__Exercise objective__: Starting at the top of the listing below, copy each line exactly, stopping after the line that contains "[(290, 159), (144, 176), (28, 5)]".

__Information given__:
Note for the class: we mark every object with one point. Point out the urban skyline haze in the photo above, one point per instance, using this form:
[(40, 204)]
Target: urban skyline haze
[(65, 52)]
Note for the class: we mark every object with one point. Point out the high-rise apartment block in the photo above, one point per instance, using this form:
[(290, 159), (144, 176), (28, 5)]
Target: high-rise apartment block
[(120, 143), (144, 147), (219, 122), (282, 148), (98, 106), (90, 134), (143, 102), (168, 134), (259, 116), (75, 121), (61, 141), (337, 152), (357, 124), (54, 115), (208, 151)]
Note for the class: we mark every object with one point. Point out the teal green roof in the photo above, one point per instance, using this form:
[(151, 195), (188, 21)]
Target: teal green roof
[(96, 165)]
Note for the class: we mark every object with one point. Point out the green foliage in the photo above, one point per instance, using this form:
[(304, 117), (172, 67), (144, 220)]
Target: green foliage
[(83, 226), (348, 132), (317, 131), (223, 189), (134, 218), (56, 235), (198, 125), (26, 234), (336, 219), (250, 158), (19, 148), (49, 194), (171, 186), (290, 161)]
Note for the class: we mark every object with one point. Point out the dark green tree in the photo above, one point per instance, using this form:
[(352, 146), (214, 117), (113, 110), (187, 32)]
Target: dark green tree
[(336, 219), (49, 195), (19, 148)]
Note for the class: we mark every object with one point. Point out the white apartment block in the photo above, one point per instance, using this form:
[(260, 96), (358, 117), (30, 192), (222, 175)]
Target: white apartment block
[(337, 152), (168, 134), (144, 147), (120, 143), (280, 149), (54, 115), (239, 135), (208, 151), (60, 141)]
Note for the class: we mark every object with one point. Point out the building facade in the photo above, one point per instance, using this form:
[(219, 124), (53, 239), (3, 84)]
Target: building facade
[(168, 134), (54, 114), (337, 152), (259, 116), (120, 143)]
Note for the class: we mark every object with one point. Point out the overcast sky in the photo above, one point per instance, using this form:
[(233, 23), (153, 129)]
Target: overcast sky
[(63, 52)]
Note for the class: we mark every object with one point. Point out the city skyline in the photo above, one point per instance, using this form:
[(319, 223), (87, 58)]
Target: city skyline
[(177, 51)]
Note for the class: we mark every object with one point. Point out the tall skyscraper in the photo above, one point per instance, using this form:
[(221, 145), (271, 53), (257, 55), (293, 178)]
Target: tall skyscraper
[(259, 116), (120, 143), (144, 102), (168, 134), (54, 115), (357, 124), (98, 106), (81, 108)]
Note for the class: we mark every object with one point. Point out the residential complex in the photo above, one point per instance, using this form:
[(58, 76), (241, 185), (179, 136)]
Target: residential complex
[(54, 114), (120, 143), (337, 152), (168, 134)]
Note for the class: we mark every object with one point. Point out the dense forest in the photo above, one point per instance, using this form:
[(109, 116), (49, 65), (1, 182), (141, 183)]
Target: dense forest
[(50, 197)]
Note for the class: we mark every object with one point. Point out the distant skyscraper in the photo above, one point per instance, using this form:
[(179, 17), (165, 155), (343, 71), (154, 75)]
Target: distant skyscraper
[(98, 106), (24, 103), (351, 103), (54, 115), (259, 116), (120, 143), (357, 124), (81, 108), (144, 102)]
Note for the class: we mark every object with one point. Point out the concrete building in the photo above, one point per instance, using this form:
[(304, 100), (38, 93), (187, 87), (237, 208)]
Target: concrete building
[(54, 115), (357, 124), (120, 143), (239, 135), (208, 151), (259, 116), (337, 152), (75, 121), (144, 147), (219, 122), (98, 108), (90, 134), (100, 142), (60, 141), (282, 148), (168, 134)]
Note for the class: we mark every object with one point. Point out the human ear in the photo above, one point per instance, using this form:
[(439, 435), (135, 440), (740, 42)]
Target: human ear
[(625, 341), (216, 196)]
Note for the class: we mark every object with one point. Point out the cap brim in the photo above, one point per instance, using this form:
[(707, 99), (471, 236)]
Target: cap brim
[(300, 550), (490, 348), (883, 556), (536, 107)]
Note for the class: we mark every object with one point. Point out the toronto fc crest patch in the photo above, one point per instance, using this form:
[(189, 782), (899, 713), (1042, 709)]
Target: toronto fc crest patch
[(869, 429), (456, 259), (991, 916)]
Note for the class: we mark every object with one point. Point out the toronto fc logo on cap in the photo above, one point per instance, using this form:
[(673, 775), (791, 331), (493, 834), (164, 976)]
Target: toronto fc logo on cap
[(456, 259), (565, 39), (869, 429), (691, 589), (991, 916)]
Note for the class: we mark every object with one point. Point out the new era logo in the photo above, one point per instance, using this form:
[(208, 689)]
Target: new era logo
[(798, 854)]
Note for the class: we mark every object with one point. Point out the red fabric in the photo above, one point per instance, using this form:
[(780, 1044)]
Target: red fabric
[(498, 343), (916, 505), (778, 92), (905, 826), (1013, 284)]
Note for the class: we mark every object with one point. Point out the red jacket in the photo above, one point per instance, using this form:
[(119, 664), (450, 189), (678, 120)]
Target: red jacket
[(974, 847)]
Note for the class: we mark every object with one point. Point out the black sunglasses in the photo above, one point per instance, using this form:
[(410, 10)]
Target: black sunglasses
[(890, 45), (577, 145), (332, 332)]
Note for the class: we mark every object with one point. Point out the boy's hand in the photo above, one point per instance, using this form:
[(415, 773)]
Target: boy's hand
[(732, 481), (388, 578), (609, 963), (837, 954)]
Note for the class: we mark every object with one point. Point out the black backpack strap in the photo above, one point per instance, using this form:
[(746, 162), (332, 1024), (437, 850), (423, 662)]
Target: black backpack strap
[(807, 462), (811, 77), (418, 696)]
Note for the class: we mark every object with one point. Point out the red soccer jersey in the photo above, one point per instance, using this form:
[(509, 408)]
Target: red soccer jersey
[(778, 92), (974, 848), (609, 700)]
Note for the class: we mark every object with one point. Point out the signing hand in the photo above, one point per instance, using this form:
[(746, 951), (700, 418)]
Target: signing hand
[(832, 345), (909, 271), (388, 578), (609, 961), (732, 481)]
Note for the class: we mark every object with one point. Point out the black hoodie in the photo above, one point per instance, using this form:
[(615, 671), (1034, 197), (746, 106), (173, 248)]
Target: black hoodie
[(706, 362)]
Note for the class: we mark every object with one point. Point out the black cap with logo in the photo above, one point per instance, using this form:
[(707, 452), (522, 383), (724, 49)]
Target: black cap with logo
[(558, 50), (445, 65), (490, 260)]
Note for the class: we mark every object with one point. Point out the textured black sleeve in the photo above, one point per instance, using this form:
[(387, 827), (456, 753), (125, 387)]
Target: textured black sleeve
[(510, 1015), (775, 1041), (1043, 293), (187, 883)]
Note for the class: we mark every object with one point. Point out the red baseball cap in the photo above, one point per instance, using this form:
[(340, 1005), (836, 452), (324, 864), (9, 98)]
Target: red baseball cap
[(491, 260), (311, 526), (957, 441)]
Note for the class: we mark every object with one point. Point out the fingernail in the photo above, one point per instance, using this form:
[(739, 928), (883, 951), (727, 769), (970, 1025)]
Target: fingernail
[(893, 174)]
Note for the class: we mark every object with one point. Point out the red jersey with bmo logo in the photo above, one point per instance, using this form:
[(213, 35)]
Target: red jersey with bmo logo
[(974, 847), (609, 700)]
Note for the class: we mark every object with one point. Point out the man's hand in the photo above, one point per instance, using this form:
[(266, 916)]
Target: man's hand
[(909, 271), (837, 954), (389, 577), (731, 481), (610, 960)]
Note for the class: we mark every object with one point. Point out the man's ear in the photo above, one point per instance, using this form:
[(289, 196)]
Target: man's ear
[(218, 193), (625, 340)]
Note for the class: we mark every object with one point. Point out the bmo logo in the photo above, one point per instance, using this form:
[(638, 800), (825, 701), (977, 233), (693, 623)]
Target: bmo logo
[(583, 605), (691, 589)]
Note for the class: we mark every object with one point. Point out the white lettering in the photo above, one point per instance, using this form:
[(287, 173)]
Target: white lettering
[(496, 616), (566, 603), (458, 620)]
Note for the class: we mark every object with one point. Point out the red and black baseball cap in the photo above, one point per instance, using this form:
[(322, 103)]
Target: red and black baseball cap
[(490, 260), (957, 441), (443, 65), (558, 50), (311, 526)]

__Task solution__:
Note for the class: we mark every object with one point. Point out the urban skyline haze in the photo above, one point per instance, using this form:
[(40, 204)]
Target: urban skyline haze
[(65, 52)]
Note for the class: we mark every object with one point. Point out the high-rise apartment block in the photo above, one point per instance, using this form:
[(290, 159), (144, 176), (28, 5)]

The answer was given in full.